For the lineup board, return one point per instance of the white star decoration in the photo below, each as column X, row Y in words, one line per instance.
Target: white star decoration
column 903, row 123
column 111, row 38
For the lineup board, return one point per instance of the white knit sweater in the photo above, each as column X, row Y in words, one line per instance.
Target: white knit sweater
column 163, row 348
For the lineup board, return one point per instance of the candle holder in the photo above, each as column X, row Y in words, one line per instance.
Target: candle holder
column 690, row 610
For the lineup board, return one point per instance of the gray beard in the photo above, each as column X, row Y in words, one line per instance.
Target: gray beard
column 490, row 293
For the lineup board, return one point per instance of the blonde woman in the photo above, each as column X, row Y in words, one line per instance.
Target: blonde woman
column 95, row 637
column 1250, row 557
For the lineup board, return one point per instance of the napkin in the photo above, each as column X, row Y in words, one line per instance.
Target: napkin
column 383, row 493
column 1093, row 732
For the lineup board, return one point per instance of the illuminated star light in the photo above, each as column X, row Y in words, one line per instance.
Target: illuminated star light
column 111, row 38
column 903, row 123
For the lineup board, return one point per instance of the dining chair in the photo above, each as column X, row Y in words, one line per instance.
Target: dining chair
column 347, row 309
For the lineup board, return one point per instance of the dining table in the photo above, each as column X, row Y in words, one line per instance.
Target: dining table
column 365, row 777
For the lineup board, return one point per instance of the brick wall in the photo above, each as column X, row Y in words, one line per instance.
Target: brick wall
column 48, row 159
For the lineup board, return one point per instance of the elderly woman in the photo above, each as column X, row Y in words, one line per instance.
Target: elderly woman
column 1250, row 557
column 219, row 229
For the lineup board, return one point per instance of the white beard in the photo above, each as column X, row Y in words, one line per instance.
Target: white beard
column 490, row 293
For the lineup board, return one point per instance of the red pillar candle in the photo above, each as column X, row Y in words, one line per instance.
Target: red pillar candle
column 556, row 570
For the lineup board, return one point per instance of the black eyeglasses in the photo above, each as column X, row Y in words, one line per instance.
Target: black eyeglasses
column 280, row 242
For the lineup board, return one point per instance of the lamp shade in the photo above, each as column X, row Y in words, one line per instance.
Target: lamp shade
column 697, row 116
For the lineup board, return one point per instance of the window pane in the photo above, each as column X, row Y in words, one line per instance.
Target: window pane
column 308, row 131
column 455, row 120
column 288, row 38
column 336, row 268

> **WORK INSTRUCTIONS**: Format every entry above as a two-column CSV with the header row entry_text,answer. Give one row per entry, holding its text and its answer, each in a single quoted field with any line breaks replaced by spaces.

> **RESULT OF THE TASK**:
entry_text,answer
"For the lineup board, return one point per instance of the white star decoration in the photo below, each as column X, row Y in words, one line per instance. Target: white star decoration","column 903, row 123 column 111, row 38"
"For the lineup board, return one point per instance of the white knit sweater in the photo above, each as column X, row Y in words, one line per instance. Target: white knit sweater","column 163, row 348"
"For the lineup board, return one point per instance of the candle holder in the photo above, each as column X, row Y in words, one line per instance. Target: candle holder","column 690, row 610"
"For the lineup board, return one point per instance of the gray beard in the photo above, each as column X, row Y in words, one line per instance. Target: gray beard","column 490, row 293"
"For the lineup board, return one point per instance of the blonde woman in the photo above, each as column X, row Y in words, one line per instance. Target: blonde woman","column 95, row 637 column 1250, row 557"
"For the lineup board, return one point per instance of the napkin in the photo above, each as column X, row Y in words, one line per instance. Target: napkin","column 383, row 493 column 1093, row 732"
"For the lineup board, return one point per instance of the illuminated star light in the photo above, each as column X, row Y in words, one line per instance. Target: illuminated star light","column 111, row 38 column 903, row 123"
"For the lineup board, return one point per instance of the dining chair in the photo above, each as column X, row Y in words, one line per instance. Target: dining chair","column 347, row 309"
"For the lineup board, return one point per instance of the dining table in the photo above, each as column X, row Y in words, one line per instance. Target: dining table","column 365, row 777"
"For the lineup board, return one point per instance of the brick wall in the photo above, each as column X, row Y in words, one line per instance. Target: brick wall","column 48, row 159"
"For the lineup board, return one point per instance of the elderly woman in the photo above, each as column X, row Y in words, one line per instance. Target: elderly woman","column 1250, row 557 column 219, row 229"
"For the lineup board, return one point per instance of the white beard in the photo above, each as column X, row Y in words, one line per instance. Target: white beard","column 490, row 293"
"For the lineup board, return one point per instance of the red pillar candle in the photo above, each as column X, row Y in words, one line per instance. Target: red pillar candle","column 556, row 570"
"For the lineup board, return one point per instance of the black eyeglasses in the photo above, each as column X, row Y in words, one line per instance. Target: black eyeglasses","column 280, row 242"
"For the lineup board, return one point per instance of the lamp shade in the photo above, each as column X, row Y in words, one line per instance. Target: lamp shade","column 697, row 116"
"For the lineup board, return one point per instance of the window pane in the photo above, each as column X, row Y in words, one line per instance. Target: window pane","column 308, row 131 column 455, row 120 column 288, row 38 column 336, row 268"